• Exercises to complete:
[A] In the passage on money creation below, where was the cash for Greece coming from?
[B] Please quote everything in the passage on money creation from "Its liquidity (Free" down to "and common equity.".

• Passage shown:
◆ ◆ ◆ ◆ ◆

For all that it matters you might as well assume that the banks only really settle payments through Target 2.
The cash has to come from somewhere for this to happen. With Greece it was coming from the ECB as ELA.
Its liquidity (Free cash essentially target 2) comes from deposits, money market transactions, senior bonds, junior bonds, preference shares and common equity.
The balance sheet balances because for every debit entry there is a credit entry. The balance sheet looks at assets and liabilities, but there is also a calculation as to liquidity.
https://www.youtube.com/watch?v=I12o_eUOUIM
'Backbench Business
Money Creation and Society'
http://www.publications.parliament.uk/p ... 2048000001
'11.18 am
Steve Baker (Wycombe) (Con): I beg to move,
That this House has considered money creation and society.
The methods of money production in society today are profoundly corrupting in ways that would matter to everyone if they were clearly understood. The essence of this debate is: who should be allowed to create money, how and at whose risk? It is no wonder that it has attracted support from across the political spectrum, although, looking around the Chamber, I think that the Rochester and Strood by-election has perhaps taken its toll. None the less, I am grateful to right hon. and hon. Friends from all political parties, including the hon. Members for Clacton (Douglas Carswell) and for Brighton, Pavilion (Caroline Lucas) and the right hon. Member for Oldham West and Royton (Mr Meacher), for their support in securing this debate.

◆ ◆ ◆ ◆ ◆

• Provided records:

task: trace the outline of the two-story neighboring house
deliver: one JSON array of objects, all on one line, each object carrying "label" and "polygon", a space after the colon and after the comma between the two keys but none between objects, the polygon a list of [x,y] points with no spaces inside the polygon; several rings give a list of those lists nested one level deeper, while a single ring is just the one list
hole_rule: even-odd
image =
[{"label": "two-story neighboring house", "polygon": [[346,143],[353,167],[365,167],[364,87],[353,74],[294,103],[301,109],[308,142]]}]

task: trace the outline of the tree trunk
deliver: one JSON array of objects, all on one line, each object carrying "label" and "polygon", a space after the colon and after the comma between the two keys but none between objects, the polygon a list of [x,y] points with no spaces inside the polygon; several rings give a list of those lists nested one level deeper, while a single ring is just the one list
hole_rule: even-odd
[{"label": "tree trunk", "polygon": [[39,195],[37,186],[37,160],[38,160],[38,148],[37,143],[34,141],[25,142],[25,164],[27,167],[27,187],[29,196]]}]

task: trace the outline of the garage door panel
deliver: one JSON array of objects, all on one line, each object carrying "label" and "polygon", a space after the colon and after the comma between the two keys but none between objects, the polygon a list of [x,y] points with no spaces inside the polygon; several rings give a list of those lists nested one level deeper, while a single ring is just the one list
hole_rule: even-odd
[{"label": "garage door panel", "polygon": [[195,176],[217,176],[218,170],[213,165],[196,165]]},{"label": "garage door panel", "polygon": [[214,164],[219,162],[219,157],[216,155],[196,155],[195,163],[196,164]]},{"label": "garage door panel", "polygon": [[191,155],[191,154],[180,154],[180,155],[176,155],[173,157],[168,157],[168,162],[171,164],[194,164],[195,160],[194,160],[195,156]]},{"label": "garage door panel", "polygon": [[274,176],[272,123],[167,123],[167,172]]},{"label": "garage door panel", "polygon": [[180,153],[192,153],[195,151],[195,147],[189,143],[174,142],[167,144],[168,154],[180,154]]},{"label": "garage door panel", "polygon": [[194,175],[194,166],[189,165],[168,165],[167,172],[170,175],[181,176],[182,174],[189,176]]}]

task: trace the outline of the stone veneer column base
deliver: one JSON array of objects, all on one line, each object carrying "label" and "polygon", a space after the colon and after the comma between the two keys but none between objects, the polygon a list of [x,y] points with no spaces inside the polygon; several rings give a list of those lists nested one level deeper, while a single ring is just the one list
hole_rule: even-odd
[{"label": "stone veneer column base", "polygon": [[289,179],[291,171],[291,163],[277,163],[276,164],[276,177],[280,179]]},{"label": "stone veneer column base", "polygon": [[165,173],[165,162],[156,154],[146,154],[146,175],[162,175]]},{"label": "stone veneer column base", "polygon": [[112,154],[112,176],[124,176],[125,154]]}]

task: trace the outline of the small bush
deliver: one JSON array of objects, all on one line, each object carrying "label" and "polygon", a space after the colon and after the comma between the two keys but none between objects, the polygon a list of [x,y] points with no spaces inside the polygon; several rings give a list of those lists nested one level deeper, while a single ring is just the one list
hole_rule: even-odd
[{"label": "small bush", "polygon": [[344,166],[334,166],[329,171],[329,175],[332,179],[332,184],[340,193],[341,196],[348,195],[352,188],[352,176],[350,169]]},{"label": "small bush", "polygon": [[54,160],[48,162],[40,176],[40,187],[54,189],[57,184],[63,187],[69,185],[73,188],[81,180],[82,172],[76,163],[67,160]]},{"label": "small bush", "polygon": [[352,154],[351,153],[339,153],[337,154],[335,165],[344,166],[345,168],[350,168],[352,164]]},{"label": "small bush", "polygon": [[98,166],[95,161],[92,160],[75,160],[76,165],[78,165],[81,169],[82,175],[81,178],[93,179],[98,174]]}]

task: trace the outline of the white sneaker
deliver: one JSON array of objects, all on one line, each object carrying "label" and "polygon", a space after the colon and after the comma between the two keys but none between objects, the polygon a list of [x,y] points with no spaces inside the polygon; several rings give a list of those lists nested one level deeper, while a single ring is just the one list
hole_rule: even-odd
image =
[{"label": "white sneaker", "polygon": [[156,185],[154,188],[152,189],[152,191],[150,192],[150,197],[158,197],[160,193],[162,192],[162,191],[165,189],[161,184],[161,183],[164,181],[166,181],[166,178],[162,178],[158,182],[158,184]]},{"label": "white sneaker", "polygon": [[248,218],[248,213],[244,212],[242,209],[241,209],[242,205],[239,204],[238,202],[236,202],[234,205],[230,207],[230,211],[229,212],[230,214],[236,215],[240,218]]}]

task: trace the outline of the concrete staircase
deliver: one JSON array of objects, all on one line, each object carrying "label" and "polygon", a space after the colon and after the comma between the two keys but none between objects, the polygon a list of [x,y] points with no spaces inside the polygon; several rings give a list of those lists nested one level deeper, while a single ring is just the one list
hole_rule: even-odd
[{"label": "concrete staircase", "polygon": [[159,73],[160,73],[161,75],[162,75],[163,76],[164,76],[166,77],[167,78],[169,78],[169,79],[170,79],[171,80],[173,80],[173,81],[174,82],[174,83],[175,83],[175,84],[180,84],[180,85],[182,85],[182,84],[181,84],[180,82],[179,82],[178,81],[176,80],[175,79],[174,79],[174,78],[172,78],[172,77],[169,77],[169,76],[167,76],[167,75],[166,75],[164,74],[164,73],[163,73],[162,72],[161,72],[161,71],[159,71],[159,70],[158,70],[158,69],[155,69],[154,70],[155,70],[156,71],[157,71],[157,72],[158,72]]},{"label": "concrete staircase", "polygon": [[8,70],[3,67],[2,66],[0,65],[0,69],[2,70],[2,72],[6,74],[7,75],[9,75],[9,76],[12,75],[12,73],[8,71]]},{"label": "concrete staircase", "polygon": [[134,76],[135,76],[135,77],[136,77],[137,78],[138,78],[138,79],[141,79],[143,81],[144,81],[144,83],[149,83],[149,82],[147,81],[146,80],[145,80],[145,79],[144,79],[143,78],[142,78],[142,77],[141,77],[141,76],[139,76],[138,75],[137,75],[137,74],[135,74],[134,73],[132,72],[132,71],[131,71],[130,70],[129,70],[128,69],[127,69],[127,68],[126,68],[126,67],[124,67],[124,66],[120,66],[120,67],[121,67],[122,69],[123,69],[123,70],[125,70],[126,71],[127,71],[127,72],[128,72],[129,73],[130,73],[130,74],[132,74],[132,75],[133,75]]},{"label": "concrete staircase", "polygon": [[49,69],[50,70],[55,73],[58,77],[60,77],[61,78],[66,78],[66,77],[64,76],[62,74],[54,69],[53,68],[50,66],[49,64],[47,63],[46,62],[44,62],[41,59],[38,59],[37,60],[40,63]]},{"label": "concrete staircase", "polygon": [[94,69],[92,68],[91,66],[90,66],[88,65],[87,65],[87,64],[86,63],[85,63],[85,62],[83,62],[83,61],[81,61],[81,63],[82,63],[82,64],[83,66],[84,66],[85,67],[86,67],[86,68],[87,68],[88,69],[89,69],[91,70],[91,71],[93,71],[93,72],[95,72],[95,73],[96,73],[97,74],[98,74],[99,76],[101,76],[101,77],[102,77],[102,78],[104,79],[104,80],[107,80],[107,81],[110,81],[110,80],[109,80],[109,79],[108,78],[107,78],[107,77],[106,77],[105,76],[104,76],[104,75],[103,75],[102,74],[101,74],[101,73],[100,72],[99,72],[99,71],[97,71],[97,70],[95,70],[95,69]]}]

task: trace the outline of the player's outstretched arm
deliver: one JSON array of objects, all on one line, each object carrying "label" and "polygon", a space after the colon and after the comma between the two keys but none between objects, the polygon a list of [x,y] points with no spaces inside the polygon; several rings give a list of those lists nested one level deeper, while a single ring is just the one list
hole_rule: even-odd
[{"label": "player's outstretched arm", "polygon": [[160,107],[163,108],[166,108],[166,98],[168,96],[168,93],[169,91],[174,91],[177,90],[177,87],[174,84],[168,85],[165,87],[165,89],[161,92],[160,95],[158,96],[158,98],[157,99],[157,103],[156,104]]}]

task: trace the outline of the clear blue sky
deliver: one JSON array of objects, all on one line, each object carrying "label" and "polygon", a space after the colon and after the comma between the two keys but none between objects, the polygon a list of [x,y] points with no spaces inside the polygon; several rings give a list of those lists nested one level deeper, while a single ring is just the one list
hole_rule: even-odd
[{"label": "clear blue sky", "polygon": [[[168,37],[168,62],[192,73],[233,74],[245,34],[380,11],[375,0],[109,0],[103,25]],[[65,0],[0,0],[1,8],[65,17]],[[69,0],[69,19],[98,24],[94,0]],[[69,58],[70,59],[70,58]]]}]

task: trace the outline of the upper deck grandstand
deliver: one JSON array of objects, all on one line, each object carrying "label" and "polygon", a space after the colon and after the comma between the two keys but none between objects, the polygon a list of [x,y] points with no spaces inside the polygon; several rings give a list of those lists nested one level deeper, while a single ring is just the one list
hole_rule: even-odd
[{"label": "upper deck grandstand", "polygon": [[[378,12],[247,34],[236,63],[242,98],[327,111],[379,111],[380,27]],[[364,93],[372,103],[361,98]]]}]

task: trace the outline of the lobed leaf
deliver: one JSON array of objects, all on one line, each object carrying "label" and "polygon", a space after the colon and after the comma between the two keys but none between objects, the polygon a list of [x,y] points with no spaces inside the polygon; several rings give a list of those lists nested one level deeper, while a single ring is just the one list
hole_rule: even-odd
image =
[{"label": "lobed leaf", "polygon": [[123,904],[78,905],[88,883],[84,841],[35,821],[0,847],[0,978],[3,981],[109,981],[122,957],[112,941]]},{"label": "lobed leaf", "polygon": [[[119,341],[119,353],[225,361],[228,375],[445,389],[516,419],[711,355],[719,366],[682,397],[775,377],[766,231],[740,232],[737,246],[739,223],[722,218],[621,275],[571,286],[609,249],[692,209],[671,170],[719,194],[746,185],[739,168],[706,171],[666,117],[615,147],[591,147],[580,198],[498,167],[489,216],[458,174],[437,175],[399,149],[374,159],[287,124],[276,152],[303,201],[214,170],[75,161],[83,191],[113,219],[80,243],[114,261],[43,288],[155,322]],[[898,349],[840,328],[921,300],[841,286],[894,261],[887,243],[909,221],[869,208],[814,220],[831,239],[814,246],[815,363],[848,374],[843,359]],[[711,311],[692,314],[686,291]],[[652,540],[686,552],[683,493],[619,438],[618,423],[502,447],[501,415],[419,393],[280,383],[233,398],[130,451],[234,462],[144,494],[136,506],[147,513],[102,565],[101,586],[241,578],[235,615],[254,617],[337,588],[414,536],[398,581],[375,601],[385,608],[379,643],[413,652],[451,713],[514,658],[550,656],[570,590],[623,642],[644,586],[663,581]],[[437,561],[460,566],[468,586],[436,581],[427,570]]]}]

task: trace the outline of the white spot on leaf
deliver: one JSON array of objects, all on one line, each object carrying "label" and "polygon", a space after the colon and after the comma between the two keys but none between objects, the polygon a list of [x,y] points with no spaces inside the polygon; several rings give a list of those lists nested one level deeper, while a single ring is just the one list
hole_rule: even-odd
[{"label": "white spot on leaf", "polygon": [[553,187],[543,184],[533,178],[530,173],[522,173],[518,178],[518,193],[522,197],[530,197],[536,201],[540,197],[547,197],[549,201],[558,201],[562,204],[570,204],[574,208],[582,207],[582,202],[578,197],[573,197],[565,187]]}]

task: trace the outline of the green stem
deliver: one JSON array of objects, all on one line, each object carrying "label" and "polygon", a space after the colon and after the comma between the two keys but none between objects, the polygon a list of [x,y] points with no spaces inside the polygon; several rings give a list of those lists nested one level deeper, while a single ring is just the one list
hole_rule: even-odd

◆ ◆ ◆ ◆ ◆

• Outputs in order:
[A] It was coming from the ECB as ELA.

[B]
Its liquidity (Free cash essentially target 2) comes from deposits, money market transactions, senior bonds, junior bonds, preference shares and common equity.